Aim of the exercise: Word for word, repeat the entries, minus the pictures.

** Begin Data section **

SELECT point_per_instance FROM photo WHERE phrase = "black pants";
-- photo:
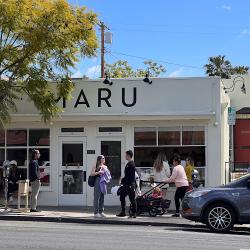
(179, 194)
(130, 191)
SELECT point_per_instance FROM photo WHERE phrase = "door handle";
(84, 176)
(236, 194)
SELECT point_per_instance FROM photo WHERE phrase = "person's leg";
(131, 193)
(183, 192)
(34, 195)
(123, 198)
(177, 200)
(97, 194)
(123, 194)
(101, 203)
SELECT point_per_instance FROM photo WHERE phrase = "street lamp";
(232, 87)
(107, 79)
(146, 79)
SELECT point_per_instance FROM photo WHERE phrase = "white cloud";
(176, 73)
(245, 32)
(93, 72)
(78, 74)
(226, 7)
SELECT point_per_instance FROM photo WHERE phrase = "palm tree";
(218, 66)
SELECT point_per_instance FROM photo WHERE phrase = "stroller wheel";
(152, 211)
(161, 211)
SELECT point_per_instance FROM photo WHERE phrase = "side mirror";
(248, 184)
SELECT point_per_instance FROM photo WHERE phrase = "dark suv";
(219, 207)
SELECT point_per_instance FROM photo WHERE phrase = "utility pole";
(103, 27)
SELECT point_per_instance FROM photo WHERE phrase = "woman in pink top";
(179, 177)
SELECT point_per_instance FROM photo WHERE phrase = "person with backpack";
(128, 186)
(98, 170)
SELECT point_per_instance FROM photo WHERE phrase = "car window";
(240, 183)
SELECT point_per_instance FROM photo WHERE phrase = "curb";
(98, 221)
(110, 222)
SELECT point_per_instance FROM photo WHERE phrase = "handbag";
(91, 181)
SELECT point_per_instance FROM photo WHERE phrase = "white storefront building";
(185, 115)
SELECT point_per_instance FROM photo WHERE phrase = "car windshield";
(241, 182)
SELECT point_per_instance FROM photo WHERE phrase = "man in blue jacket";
(128, 185)
(34, 175)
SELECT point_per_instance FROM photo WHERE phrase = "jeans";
(98, 197)
(179, 194)
(130, 191)
(35, 185)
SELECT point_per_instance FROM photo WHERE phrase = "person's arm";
(167, 169)
(173, 177)
(93, 171)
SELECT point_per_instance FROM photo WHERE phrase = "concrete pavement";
(71, 236)
(85, 215)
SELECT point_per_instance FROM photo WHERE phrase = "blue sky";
(181, 33)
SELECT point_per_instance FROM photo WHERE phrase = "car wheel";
(152, 211)
(219, 217)
(161, 211)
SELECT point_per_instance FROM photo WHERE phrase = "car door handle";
(236, 194)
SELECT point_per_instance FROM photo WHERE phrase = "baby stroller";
(145, 203)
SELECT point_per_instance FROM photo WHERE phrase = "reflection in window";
(39, 137)
(72, 154)
(17, 154)
(112, 152)
(17, 137)
(193, 135)
(145, 136)
(72, 182)
(169, 136)
(2, 138)
(44, 165)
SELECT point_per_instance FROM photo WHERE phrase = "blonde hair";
(157, 190)
(158, 164)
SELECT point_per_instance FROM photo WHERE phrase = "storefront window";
(39, 137)
(169, 136)
(72, 154)
(17, 137)
(2, 138)
(193, 135)
(18, 148)
(19, 155)
(145, 136)
(44, 165)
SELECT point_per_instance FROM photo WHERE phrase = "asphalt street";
(45, 235)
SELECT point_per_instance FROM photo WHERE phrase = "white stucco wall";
(167, 102)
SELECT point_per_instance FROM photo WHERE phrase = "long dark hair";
(98, 161)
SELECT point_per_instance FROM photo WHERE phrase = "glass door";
(72, 171)
(112, 149)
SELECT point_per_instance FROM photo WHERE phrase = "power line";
(156, 60)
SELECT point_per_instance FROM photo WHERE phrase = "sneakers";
(121, 214)
(34, 211)
(132, 216)
(175, 215)
(103, 215)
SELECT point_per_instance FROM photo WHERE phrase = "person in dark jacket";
(128, 185)
(34, 175)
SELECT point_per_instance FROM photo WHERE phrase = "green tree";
(40, 40)
(219, 66)
(122, 69)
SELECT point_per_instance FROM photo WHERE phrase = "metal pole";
(102, 49)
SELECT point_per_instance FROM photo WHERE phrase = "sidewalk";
(85, 215)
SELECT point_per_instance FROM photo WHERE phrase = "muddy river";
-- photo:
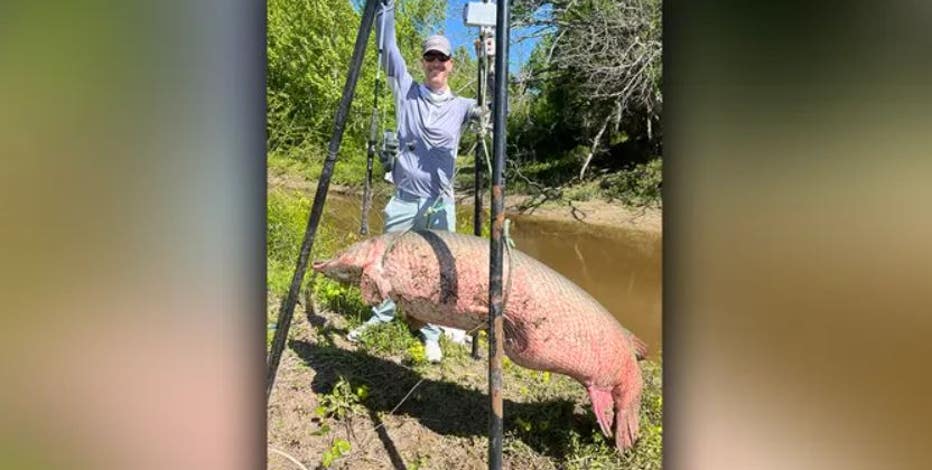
(621, 268)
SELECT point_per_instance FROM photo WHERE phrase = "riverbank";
(378, 404)
(596, 212)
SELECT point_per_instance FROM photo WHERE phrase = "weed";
(342, 401)
(339, 448)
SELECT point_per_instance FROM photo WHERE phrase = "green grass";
(547, 416)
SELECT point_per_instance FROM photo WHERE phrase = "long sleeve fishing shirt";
(429, 124)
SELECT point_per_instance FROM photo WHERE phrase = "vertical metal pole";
(482, 66)
(373, 140)
(287, 309)
(499, 113)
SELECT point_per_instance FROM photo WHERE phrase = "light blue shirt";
(429, 124)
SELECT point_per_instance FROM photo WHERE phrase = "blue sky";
(460, 34)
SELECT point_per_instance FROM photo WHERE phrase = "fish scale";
(550, 323)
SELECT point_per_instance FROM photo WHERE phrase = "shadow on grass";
(444, 407)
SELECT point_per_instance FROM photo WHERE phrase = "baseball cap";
(438, 43)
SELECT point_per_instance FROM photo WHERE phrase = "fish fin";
(602, 407)
(627, 417)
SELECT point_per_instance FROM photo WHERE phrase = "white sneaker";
(456, 335)
(433, 352)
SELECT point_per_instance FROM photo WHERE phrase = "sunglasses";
(433, 57)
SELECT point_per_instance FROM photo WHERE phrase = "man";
(430, 123)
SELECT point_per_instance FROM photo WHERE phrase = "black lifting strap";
(371, 146)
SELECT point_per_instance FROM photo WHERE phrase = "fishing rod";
(323, 184)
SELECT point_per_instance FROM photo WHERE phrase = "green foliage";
(285, 224)
(638, 186)
(342, 401)
(339, 448)
(344, 299)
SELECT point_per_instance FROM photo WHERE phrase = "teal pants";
(403, 212)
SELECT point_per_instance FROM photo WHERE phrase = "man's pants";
(405, 211)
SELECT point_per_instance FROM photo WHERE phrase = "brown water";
(620, 268)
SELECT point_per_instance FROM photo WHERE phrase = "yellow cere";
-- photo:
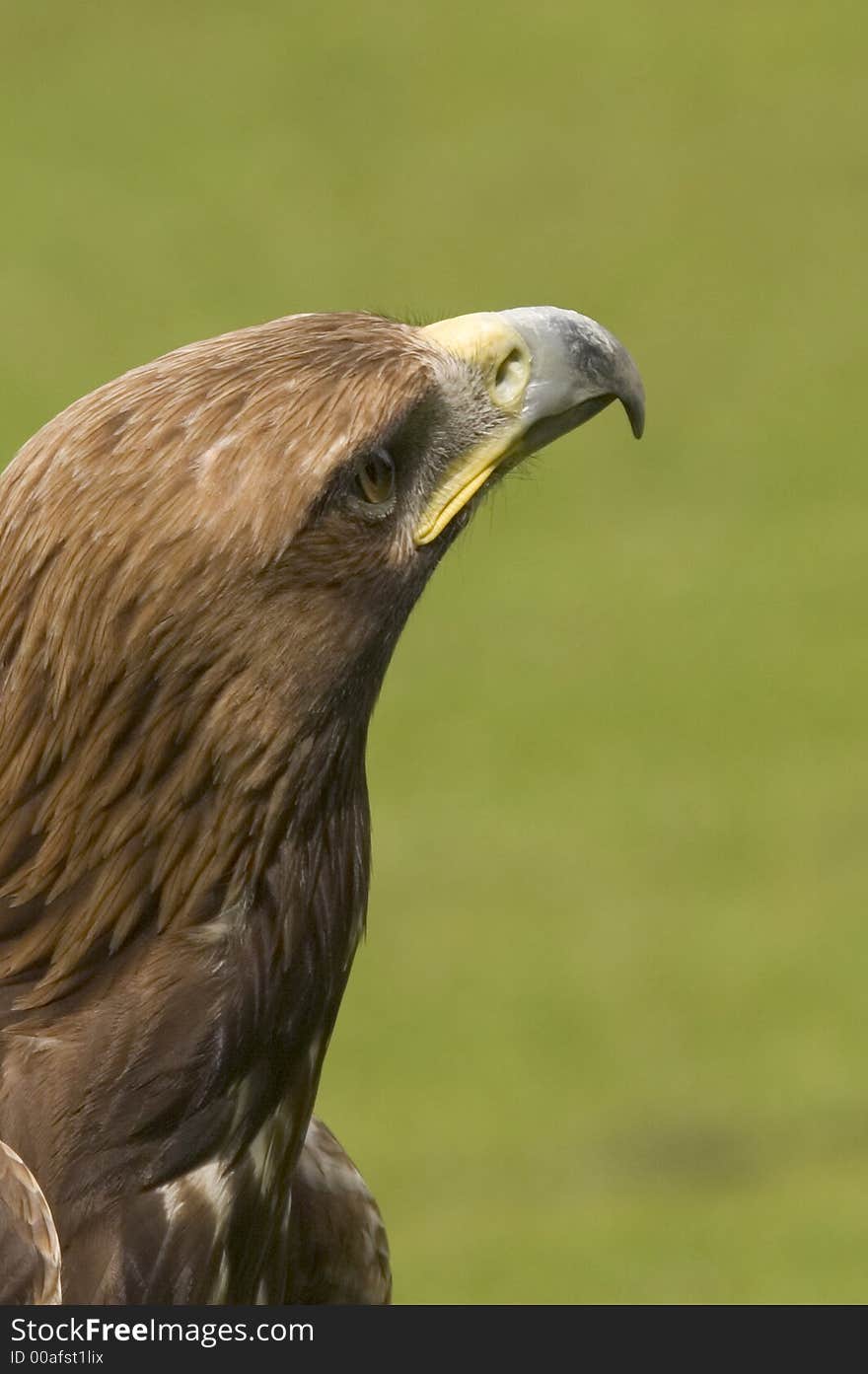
(501, 357)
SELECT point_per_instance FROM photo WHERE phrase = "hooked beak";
(546, 371)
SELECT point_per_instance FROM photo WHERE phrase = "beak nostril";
(510, 378)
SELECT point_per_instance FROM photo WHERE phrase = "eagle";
(205, 566)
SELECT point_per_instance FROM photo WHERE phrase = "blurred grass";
(608, 1038)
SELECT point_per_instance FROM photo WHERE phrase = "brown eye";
(375, 478)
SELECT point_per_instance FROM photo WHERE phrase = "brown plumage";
(199, 593)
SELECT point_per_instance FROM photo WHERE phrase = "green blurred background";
(608, 1038)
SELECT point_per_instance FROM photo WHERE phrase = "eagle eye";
(375, 477)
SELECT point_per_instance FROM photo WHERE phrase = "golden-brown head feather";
(153, 645)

** End Data section **

Result for this exercise:
SELECT point_per_instance FROM photo WHERE phrase = "black pants";
-- photo:
(179, 194)
(130, 191)
SELECT point_per_instance FROM photo WHERE phrase = "door handle";
(84, 176)
(236, 194)
SELECT point_per_instance FROM photo WHERE phrase = "person's leg";
(131, 193)
(183, 192)
(34, 195)
(123, 198)
(177, 200)
(97, 194)
(123, 194)
(101, 203)
SELECT point_per_instance FROM photo WHERE phrase = "street lamp";
(232, 87)
(107, 79)
(146, 79)
SELECT point_per_instance FROM photo WHERE phrase = "white cloud";
(176, 73)
(245, 32)
(93, 72)
(78, 74)
(226, 7)
SELECT point_per_instance FROM photo WHERE phrase = "palm tree";
(218, 66)
SELECT point_per_instance FROM photo WHERE phrase = "stroller wheel";
(152, 211)
(161, 211)
SELECT point_per_instance FROM photo WHERE phrase = "side mirror";
(248, 184)
SELECT point_per_instance FROM photo WHERE phrase = "dark suv";
(219, 207)
SELECT point_per_instance FROM photo WHERE phrase = "utility pole";
(103, 27)
SELECT point_per_instance FROM photo WHERE phrase = "woman in pink top";
(179, 177)
SELECT point_per_instance FROM photo WHERE phrase = "person with backpack";
(128, 186)
(98, 170)
SELECT point_per_instance FROM photo WHERE phrase = "car window";
(240, 183)
SELECT point_per_instance FROM photo WHERE phrase = "curb";
(98, 221)
(110, 222)
SELECT point_per_instance FROM photo WHERE phrase = "handbag";
(91, 181)
SELECT point_per_instance FROM photo WHERE phrase = "white storefront building";
(185, 115)
SELECT point_per_instance FROM photo WHERE phrase = "car windshield";
(241, 182)
SELECT point_per_instance FROM photo WHERE phrase = "man in blue jacket";
(128, 185)
(34, 175)
SELECT point_per_instance FROM photo WHERE phrase = "jeans";
(98, 197)
(179, 194)
(130, 191)
(35, 185)
SELECT point_per_instance FROM photo WHERE phrase = "person's arm";
(167, 169)
(173, 177)
(93, 171)
SELECT point_per_instance FROM photo WHERE phrase = "concrete pavement";
(71, 236)
(85, 215)
SELECT point_per_instance FROM photo WHERE phrase = "blue sky";
(181, 33)
SELECT point_per_instance FROM photo WHERE phrase = "car wheel";
(152, 211)
(219, 217)
(161, 211)
SELECT point_per_instance FROM photo WHERE phrase = "car door handle";
(236, 194)
SELECT point_per_instance FROM photo WHERE phrase = "baby stroller";
(145, 203)
SELECT point_per_instance FROM photo WHERE phrase = "reflection in window";
(39, 137)
(72, 154)
(17, 154)
(112, 152)
(17, 137)
(193, 135)
(145, 136)
(72, 182)
(169, 136)
(2, 138)
(44, 165)
SELECT point_per_instance FROM photo WHERE phrase = "blonde hair";
(157, 190)
(158, 164)
SELECT point_per_instance FROM photo WHERE phrase = "storefront window";
(39, 137)
(169, 136)
(72, 154)
(17, 137)
(2, 138)
(193, 135)
(18, 148)
(19, 155)
(145, 136)
(44, 165)
SELECT point_per_instance FROM photo WHERE phrase = "asphalt street";
(45, 235)
SELECT point_per_instance FROM photo WHERE phrase = "white stucco wall";
(167, 102)
SELECT point_per_instance FROM photo WHERE phrase = "long dark hair";
(98, 161)
SELECT point_per_instance FROM photo WHERE phrase = "glass door";
(72, 171)
(112, 149)
SELECT point_per_instance FROM photo WHERE phrase = "power line";
(156, 60)
SELECT point_per_instance FROM photo WHERE phrase = "sneakers";
(121, 214)
(34, 211)
(132, 216)
(175, 215)
(103, 215)
SELECT point_per_instance FROM photo WHERE phrase = "person in dark jacket";
(128, 185)
(34, 175)
SELECT point_per_instance FROM photo WHERE phrase = "green tree";
(40, 40)
(219, 66)
(122, 69)
SELECT point_per_instance FROM photo WHERE phrase = "metal pole";
(102, 49)
SELECT point_per_instance FROM photo WHERE phrase = "sidewalk";
(85, 215)
SELECT point_per_instance FROM photo WHERE phrase = "muddy river";
-- photo:
(621, 268)
SELECT point_per_instance FROM photo WHERE phrase = "riverbank";
(378, 404)
(596, 212)
SELECT point_per_instance FROM photo WHERE phrase = "weed";
(342, 401)
(339, 448)
SELECT point_per_instance FROM photo WHERE phrase = "green grass";
(547, 416)
SELECT point_per_instance FROM photo WHERE phrase = "long sleeve fishing shirt";
(429, 124)
SELECT point_per_instance FROM photo WHERE phrase = "vertical metal pole";
(482, 66)
(373, 140)
(287, 309)
(499, 113)
SELECT point_per_instance FROM photo WHERE phrase = "light blue shirt";
(429, 124)
SELECT point_per_instance FROM photo WHERE phrase = "blue sky";
(460, 34)
SELECT point_per_instance FROM photo WHERE phrase = "fish scale";
(550, 323)
SELECT point_per_instance FROM photo WHERE phrase = "shadow on grass";
(444, 407)
SELECT point_per_instance FROM photo WHERE phrase = "baseball cap";
(438, 43)
SELECT point_per_instance FROM photo WHERE phrase = "fish fin";
(602, 407)
(627, 417)
SELECT point_per_instance FROM photo WHERE phrase = "white sneaker";
(456, 335)
(433, 352)
SELECT point_per_instance FROM photo WHERE phrase = "sunglasses";
(433, 57)
SELECT point_per_instance FROM photo WHERE phrase = "man";
(430, 123)
SELECT point_per_instance FROM photo WHERE phrase = "black lifting strap";
(371, 146)
SELECT point_per_instance FROM photo WHERE phrase = "fishing rod";
(323, 184)
SELECT point_per_instance FROM photo WHERE phrase = "green foliage";
(285, 224)
(638, 186)
(342, 401)
(339, 448)
(344, 299)
SELECT point_per_instance FROM photo WHERE phrase = "teal pants";
(403, 212)
SELECT point_per_instance FROM photo WHERE phrase = "man's pants";
(405, 211)
SELECT point_per_instance FROM photo WHERE phrase = "brown water";
(620, 268)
SELECT point_per_instance FROM photo WHERE phrase = "yellow cere";
-- photo:
(501, 357)
SELECT point_per_instance FROM photo WHERE phrase = "hooked beak";
(546, 371)
SELECT point_per_instance FROM photo WHERE phrase = "beak nostril";
(510, 378)
SELECT point_per_instance FROM photo WHERE phrase = "eagle";
(205, 566)
SELECT point_per_instance FROM photo WHERE phrase = "blurred grass";
(608, 1038)
SELECT point_per_instance FROM photo WHERE phrase = "brown eye";
(375, 478)
SELECT point_per_instance FROM photo WHERE phrase = "brown plumage";
(199, 593)
SELECT point_per_instance FROM photo WHERE phrase = "green blurred background";
(608, 1038)
SELECT point_per_instance FROM photo WHERE phrase = "eagle eye";
(375, 477)
SELECT point_per_instance FROM photo WHERE phrase = "golden-brown head feather";
(153, 645)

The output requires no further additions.